⟨

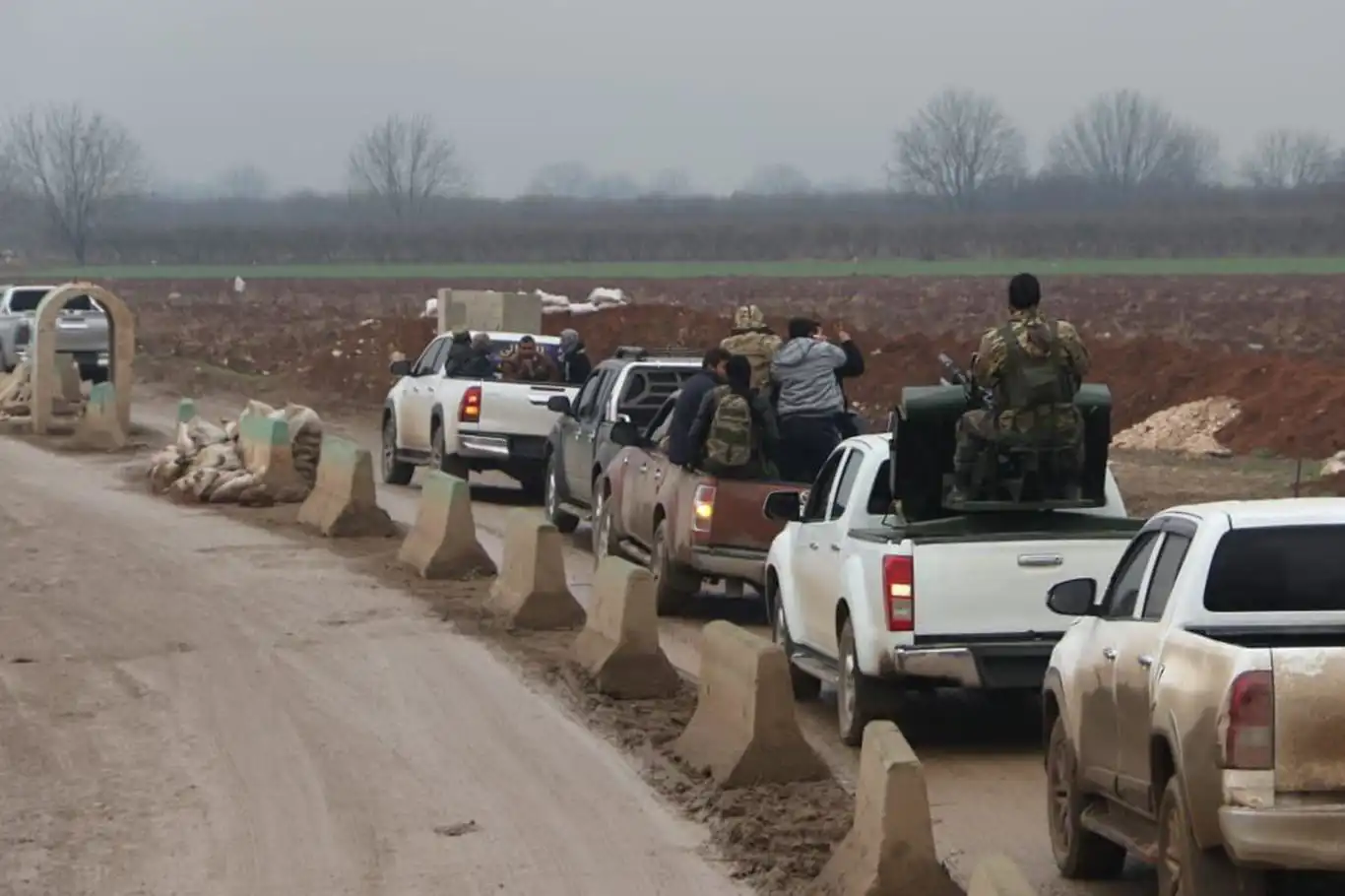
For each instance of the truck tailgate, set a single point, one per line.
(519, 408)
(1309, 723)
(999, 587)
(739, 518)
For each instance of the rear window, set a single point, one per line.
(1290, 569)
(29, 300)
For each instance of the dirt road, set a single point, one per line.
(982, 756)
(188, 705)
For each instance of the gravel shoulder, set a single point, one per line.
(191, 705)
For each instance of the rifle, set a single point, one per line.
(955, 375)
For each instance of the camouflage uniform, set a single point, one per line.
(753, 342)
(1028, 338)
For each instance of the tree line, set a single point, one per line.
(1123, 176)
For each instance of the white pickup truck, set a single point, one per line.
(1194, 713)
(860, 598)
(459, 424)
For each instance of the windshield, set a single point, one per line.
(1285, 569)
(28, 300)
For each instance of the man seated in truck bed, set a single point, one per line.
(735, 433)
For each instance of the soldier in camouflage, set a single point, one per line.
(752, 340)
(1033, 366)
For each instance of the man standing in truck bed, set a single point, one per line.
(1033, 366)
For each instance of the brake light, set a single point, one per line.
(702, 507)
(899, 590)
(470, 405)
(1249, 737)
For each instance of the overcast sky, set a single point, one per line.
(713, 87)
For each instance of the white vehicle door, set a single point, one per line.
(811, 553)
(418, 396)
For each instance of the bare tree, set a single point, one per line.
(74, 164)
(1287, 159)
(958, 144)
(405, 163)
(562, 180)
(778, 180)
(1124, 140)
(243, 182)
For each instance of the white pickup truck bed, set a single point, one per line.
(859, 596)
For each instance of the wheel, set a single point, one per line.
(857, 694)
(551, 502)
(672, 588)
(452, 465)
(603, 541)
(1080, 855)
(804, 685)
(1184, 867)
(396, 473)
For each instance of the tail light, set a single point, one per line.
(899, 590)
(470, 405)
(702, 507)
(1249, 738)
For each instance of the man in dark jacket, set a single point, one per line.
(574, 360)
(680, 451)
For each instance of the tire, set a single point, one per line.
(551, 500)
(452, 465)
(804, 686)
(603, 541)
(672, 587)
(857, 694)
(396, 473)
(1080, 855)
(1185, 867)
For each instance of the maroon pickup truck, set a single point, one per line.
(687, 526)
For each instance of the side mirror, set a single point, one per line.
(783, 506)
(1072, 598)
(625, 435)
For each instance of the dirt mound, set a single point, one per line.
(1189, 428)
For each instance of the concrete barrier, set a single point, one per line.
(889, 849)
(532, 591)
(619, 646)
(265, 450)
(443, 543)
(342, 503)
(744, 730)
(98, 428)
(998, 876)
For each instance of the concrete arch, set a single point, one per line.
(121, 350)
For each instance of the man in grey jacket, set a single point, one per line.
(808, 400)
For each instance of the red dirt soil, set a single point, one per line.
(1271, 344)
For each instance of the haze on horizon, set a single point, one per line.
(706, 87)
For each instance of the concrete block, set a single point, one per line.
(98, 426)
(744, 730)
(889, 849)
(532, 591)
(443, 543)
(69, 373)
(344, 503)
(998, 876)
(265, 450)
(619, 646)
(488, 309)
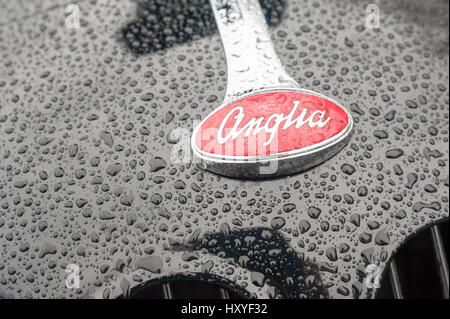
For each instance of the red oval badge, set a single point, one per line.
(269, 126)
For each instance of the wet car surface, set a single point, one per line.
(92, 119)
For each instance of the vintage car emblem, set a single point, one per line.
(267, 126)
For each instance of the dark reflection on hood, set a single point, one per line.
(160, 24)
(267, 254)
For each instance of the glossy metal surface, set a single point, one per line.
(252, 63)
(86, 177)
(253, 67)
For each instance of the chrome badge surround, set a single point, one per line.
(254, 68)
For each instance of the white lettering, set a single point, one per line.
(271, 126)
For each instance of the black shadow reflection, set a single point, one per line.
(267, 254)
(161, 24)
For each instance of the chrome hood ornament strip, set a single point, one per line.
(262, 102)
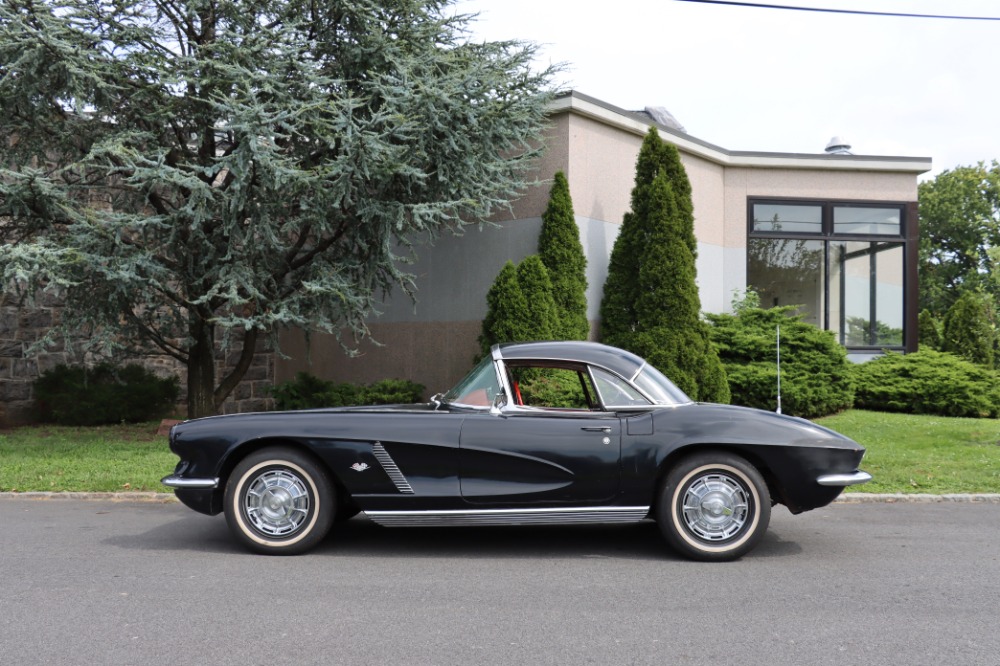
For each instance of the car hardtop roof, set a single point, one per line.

⟩

Stated problem
Recast every row above as a JSON list of strings with one string per line, skipping blank lines. Leave the pictures out.

Solved exercise
[
  "For each instance of the truck tailgate, set a single point, one per line.",
  "(519, 408)",
  "(1309, 723)",
  "(999, 587)",
  "(739, 518)",
  "For each instance of the rear window, set a single point, one per line.",
  "(1290, 569)",
  "(29, 300)",
  "For each instance of the dirt road, set a single point, one per line.",
  "(982, 756)",
  "(188, 705)",
  "For each instance of the gravel shoulder, set a single point, one per line.",
  "(191, 705)",
  "For each instance of the rifle, set a single point, one per line.",
  "(955, 375)",
  "For each instance of the camouflage uniform, set a single point, one per line.",
  "(753, 342)",
  "(1028, 338)",
  "For each instance of the tree line, set a single point, one per line.",
  "(1123, 176)",
  "For each instance of the white pickup truck, set a single point, one per line.",
  "(1194, 713)",
  "(860, 598)",
  "(459, 424)",
  "For each instance of the windshield, set a single point, one per line.",
  "(1285, 569)",
  "(28, 300)",
  "For each instance of the man seated in truck bed, set a single point, one per line.",
  "(735, 433)",
  "For each instance of the soldier in camouflage, set a single point, one per line.",
  "(752, 340)",
  "(1033, 366)",
  "For each instance of the man standing in truck bed, set a single point, one per line.",
  "(1033, 366)",
  "For each instance of the brake light, set a single point, one per line.",
  "(702, 507)",
  "(899, 590)",
  "(470, 405)",
  "(1249, 737)",
  "For each instance of the overcast sky, set a single point, one per line.",
  "(713, 87)",
  "For each instance of the white vehicle door, set a single point, one per line.",
  "(811, 553)",
  "(418, 396)",
  "For each instance of the bare tree, set a single point, one per line.",
  "(74, 164)",
  "(1287, 159)",
  "(958, 144)",
  "(405, 163)",
  "(562, 180)",
  "(778, 180)",
  "(1124, 140)",
  "(243, 182)",
  "For each instance of the white pickup truck bed, set a single point, one per line.",
  "(859, 596)",
  "For each instance of the wheel, set a single point, one per line.",
  "(857, 694)",
  "(551, 502)",
  "(672, 588)",
  "(452, 465)",
  "(603, 541)",
  "(1080, 855)",
  "(804, 685)",
  "(1184, 867)",
  "(396, 473)",
  "For each instance of the tail light, set a single point, one per line.",
  "(899, 590)",
  "(470, 405)",
  "(702, 507)",
  "(1249, 738)",
  "For each instance of the man in dark jacket, set a single point, one per line.",
  "(574, 360)",
  "(680, 451)",
  "For each instance of the tire, set a single point, one per line.",
  "(551, 500)",
  "(452, 465)",
  "(804, 686)",
  "(603, 541)",
  "(672, 587)",
  "(857, 694)",
  "(396, 473)",
  "(1080, 855)",
  "(1185, 867)",
  "For each instance of the maroon pickup truck, set a single point, one per line.",
  "(687, 526)",
  "For each instance of the side mirror, set a single point, one per line.",
  "(783, 506)",
  "(1072, 598)",
  "(625, 435)",
  "For each instance of the dirt mound, set a single point, one per line.",
  "(1189, 428)",
  "For each instance of the concrete barrier, set a single point, one per line.",
  "(889, 849)",
  "(532, 591)",
  "(619, 646)",
  "(265, 450)",
  "(443, 543)",
  "(342, 503)",
  "(744, 730)",
  "(98, 428)",
  "(998, 876)",
  "For each instance of the concrete arch, set a single point, one per line.",
  "(121, 350)",
  "For each instance of the man in grey jacket, set a single point, one per line.",
  "(808, 400)",
  "For each instance of the red dirt soil, set a single point, one per line.",
  "(1271, 344)",
  "For each instance of the haze on horizon, set a single point, one per line.",
  "(706, 87)",
  "For each instance of the concrete block, set a single point, one per line.",
  "(98, 426)",
  "(744, 730)",
  "(889, 849)",
  "(532, 591)",
  "(443, 543)",
  "(69, 373)",
  "(344, 503)",
  "(998, 876)",
  "(265, 450)",
  "(619, 646)",
  "(488, 309)",
  "For each instance of the red oval badge, set a single point, one per line.",
  "(269, 126)",
  "For each instance of the wet car surface, set a single point, one per line.",
  "(92, 119)",
  "For each instance of the vintage car emblem, set a single point, one per line.",
  "(267, 126)",
  "For each instance of the dark reflection on hood, set a single point, one per line.",
  "(160, 24)",
  "(267, 254)",
  "For each instance of the glossy metal surface, set a single point, one per line.",
  "(252, 63)",
  "(86, 177)",
  "(253, 67)",
  "For each instance of the chrome badge surround, set a single point, one per line.",
  "(254, 68)",
  "For each instance of the white lettering, set a single point, one per line.",
  "(271, 126)",
  "For each instance of the black shadow reflection, set a single point, one per line.",
  "(267, 254)",
  "(161, 24)",
  "For each instance of the chrome hood ornament strip, set a single point, one per line.",
  "(262, 102)",
  "For each instance of the car hardtop roof, set a single point, one per line."
]